» **REQUIRED ACTION**
An exact transcription of all the data is required, with every image removed.

» **DATA**
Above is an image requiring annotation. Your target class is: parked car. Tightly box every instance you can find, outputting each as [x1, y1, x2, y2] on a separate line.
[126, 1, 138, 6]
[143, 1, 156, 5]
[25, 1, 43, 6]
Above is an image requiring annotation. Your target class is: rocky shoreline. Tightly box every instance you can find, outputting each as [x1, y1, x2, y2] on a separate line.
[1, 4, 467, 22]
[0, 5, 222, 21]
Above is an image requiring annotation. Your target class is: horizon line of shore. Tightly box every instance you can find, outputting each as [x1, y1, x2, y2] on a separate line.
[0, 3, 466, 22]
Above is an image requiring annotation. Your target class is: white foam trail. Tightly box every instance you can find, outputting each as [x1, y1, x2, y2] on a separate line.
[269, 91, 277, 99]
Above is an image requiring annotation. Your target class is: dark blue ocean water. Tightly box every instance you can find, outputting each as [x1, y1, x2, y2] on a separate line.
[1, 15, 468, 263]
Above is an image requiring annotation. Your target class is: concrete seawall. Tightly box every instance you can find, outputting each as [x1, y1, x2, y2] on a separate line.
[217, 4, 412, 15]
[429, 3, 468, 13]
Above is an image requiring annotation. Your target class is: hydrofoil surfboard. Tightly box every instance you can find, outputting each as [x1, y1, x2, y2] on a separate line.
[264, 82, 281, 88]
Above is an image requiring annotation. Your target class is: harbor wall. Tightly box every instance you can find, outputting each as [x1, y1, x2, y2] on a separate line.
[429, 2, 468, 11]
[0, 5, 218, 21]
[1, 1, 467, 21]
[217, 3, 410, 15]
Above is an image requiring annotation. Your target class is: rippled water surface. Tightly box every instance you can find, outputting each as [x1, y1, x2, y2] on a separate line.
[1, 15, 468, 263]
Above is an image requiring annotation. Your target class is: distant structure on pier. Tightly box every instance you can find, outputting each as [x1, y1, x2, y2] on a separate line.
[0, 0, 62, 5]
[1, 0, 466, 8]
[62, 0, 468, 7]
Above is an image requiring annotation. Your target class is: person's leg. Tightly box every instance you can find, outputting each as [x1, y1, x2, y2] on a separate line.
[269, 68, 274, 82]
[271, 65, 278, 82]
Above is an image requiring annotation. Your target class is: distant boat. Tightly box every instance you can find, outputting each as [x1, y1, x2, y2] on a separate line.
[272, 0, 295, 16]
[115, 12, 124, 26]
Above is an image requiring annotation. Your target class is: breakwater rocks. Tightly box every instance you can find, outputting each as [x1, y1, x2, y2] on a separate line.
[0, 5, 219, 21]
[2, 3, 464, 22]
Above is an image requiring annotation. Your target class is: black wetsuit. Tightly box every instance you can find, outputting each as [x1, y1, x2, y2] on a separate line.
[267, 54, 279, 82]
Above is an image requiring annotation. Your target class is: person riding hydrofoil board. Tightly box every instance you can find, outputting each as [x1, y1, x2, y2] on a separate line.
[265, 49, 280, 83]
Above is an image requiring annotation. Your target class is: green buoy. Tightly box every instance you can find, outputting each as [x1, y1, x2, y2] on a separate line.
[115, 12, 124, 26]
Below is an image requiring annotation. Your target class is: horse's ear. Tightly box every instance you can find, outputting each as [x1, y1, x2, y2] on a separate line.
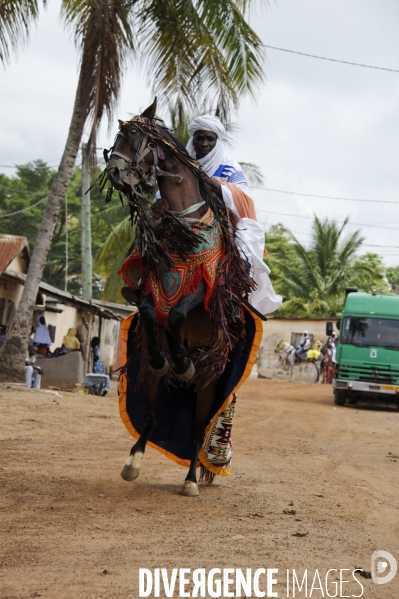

» **RESPONSE TO THIS TASK**
Above is an image requiring annotation. Your target class is: parked car. Tightly box every instance you can find, outputting each as [x1, y1, x2, y2] on a separate line.
[126, 1, 138, 6]
[143, 1, 156, 5]
[25, 1, 43, 6]
Above is an image requiring annotation. Your target class is: rocky shoreline. Tightly box every instance you can find, outputting each as [x1, y1, x2, y2] on a separate line.
[1, 4, 467, 22]
[0, 5, 222, 21]
Above is an image requiring annotation. Your target class is: horizon line of shore. Tightly box every instance you can find, outputting each as [x1, y1, x2, y2] on a separate line.
[0, 3, 466, 22]
Above is an image requiring annotation. Your target class is: white foam trail. Tightly box every instance you can find, outputting each as [x1, y1, x2, y2] on a separate line.
[269, 91, 277, 99]
Above is an image requiring annotation. Your target class is: dark blue ocean water. Tightly box every instance you can find, outputting each as [x1, y1, x2, y2] on a separate line.
[1, 15, 468, 263]
Above is an image requiring annotation. Your target class is: concrete seawall. Tightly box every instance you can find, outputting each as [x1, y1, x2, y2] on a separate line.
[217, 4, 412, 15]
[429, 3, 468, 13]
Above is an image requiring annotation. Your target class is: hydrofoil surfboard. Tightly box every instance you can find, outputting each as [x1, y1, x2, y2] on a separate line.
[264, 82, 281, 88]
Above is an image requiring annotation. Your target class is: harbor wall. Tightly box every instance you can find, outputting each as [x1, y1, x2, y2] on a separate line.
[429, 2, 468, 11]
[0, 5, 218, 21]
[1, 1, 467, 21]
[217, 3, 410, 15]
Above is an image requiring annotation. Your target class is: rippled water surface. Tightly box every instance you can find, outputting each as [x1, y1, x2, y2] on a separate line.
[1, 15, 468, 263]
Above is an image requiring annotation. Your target class is: distant structure on pier. Tightly box every instance you can find, outputting each as [x1, y1, x2, y2] on a separate line.
[0, 0, 62, 5]
[1, 0, 466, 8]
[62, 0, 468, 7]
Above is an image requiring annotation. Your target class is: person's leg. Tightly box every instance you can find, outputting each as [x1, y1, x2, y2] on a separate line.
[269, 68, 274, 82]
[271, 65, 278, 82]
Above is an image requiring annotation. Your target class is: distant boat. Tightly box every instance you can find, outputting each as [x1, y1, x2, y2] on a separate line.
[272, 0, 295, 16]
[115, 12, 124, 26]
Above is an image requiring annotation. Your target class is: breakwater rocks. Tightly box every instance you can find, outputting each as [x1, y1, x2, y2] on a separate line.
[0, 5, 219, 21]
[2, 3, 464, 22]
Above is an image requiring annotation. Your target class is: black wetsuit. Tightly box every instance you can find, outputting each as [x1, y1, x2, y2] on a separate line.
[267, 54, 279, 82]
Above is an image requiring annotation. Your target class is: person riding hydrofoil board. Tightly box every instance you can find, outputting each as [x1, y1, x2, y2] on a separate line.
[265, 49, 280, 83]
Above is an image requiring annotation. Your target class is: green buoy. Tightly box every instance you can find, outputting each as [x1, y1, x2, y2] on a separate line.
[115, 12, 124, 26]
Below is an image requiring annotation. Your target class is: horse's ear. Tightly box every instance you can find, outputting each as [x1, y1, x2, y2] on a separate line.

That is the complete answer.